## Your task
Copy the data that follows exactly, and include none of its images.

## Data for analysis
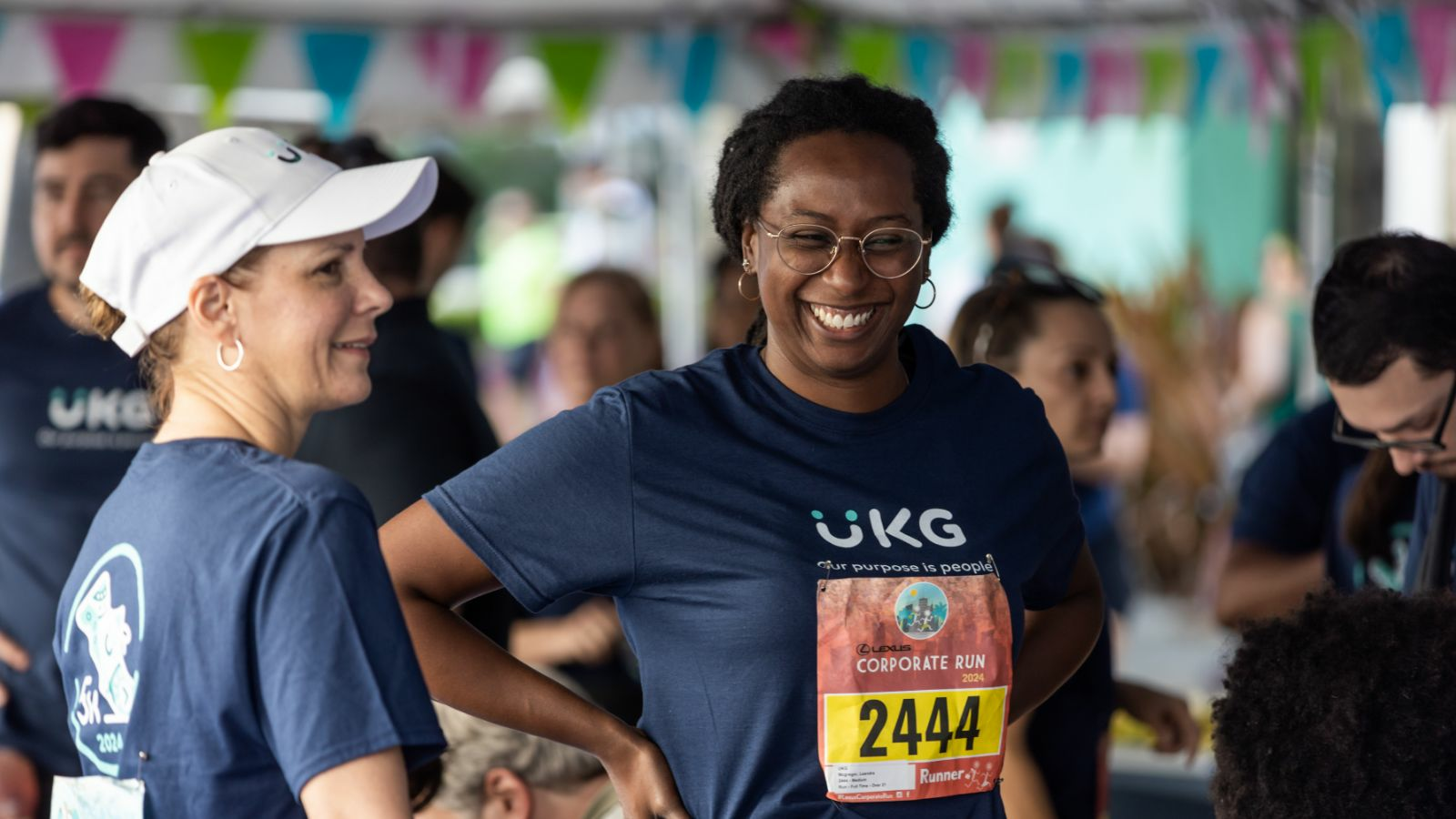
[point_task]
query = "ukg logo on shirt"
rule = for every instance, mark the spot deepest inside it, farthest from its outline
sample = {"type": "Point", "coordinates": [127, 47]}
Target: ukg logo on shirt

## Result
[point_task]
query = "ukg logo on shirt"
rule = for every instance, mark the spot deepest inside it, farthest from its outline
sample = {"type": "Point", "coordinates": [127, 47]}
Target: ukg logo on shirt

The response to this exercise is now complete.